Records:
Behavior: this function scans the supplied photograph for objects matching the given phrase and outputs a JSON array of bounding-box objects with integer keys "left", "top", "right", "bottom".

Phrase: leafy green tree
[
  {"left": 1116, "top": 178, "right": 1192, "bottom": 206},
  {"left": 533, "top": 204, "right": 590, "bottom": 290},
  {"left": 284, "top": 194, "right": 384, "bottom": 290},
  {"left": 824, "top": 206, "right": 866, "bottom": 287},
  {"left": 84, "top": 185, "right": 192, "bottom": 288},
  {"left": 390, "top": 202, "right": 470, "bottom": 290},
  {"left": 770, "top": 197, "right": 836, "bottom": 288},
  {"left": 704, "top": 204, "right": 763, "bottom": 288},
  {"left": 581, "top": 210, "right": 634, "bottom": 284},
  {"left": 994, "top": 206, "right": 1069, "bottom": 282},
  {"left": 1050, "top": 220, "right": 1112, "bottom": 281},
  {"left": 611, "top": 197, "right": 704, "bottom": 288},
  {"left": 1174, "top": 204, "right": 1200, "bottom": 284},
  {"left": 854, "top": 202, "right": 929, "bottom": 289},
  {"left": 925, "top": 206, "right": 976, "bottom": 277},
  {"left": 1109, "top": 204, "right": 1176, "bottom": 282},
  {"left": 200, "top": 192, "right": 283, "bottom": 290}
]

## Aim of the task
List each line of the records that includes the word "array".

## Completed exercise
Behavior: this function scans the supplied photograph for objects matching the given phrase and outputs a JSON array of bounding-box objects with integer keys "left", "top", "right", "bottom".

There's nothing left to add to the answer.